**TASK TO COMPLETE**
Locate every line in the material below that contains the string "apartment", and copy each of those lines.

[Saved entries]
..............................

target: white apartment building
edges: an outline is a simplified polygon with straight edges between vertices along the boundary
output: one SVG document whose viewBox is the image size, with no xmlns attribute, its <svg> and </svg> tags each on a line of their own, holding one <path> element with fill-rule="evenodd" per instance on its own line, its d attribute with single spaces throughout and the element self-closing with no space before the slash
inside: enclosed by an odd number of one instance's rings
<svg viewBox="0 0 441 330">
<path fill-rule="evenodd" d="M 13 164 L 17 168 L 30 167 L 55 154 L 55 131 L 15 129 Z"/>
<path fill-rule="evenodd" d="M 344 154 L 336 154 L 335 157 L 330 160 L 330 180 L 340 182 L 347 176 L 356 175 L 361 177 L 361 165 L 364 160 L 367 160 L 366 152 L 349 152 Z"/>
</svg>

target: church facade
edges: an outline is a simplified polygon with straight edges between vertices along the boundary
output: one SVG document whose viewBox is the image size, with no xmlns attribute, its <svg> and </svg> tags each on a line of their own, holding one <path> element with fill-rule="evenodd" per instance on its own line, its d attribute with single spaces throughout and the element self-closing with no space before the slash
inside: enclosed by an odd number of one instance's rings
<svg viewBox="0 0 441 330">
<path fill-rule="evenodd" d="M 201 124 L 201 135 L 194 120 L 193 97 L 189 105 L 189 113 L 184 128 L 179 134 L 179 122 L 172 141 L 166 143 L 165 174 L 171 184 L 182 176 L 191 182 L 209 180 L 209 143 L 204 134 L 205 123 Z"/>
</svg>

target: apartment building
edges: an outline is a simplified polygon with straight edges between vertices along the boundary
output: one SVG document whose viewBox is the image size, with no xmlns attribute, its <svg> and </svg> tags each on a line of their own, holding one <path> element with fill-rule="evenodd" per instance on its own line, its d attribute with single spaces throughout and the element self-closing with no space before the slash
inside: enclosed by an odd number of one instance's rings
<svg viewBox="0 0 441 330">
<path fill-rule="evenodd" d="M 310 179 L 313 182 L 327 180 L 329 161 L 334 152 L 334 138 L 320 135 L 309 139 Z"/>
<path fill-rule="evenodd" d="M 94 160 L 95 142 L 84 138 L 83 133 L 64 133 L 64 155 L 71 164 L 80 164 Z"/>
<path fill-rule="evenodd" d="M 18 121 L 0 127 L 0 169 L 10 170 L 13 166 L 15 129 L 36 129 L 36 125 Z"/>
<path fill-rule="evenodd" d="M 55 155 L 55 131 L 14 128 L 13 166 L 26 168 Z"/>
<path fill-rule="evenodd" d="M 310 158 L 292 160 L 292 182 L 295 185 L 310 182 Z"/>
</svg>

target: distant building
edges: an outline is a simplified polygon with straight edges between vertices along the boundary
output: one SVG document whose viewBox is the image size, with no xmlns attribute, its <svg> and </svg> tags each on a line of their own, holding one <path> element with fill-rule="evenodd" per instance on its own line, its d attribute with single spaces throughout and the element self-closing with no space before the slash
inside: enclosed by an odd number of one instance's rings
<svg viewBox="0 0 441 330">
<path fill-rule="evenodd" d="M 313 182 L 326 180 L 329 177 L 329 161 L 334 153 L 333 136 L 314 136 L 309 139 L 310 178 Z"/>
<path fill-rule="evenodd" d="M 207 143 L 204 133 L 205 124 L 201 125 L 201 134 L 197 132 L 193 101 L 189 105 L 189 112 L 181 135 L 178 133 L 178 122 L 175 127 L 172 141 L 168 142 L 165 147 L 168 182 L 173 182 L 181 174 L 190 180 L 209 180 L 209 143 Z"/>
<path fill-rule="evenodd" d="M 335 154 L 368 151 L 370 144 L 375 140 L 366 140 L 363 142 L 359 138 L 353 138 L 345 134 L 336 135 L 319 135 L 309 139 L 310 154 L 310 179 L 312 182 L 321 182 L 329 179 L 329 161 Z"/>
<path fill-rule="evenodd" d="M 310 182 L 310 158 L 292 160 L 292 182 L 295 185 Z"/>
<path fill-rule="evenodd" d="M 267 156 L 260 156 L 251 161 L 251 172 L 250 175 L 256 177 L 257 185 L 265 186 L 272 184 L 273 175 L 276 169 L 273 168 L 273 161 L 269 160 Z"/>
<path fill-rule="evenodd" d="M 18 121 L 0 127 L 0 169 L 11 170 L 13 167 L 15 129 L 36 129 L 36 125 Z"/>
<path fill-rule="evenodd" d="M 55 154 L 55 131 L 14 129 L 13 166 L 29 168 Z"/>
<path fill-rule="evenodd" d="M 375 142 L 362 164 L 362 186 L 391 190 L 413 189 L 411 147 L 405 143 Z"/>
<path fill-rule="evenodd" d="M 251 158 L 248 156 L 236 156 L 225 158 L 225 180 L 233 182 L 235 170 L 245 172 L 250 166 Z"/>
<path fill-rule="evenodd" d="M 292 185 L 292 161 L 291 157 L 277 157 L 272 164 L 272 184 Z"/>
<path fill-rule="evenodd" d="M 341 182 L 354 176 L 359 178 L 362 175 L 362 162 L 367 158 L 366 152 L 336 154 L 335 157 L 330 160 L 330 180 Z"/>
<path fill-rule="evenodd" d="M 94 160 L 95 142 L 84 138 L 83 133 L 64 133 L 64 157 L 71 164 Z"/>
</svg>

..............................

**CORRECT RESPONSE**
target: white apartment building
target: apartment building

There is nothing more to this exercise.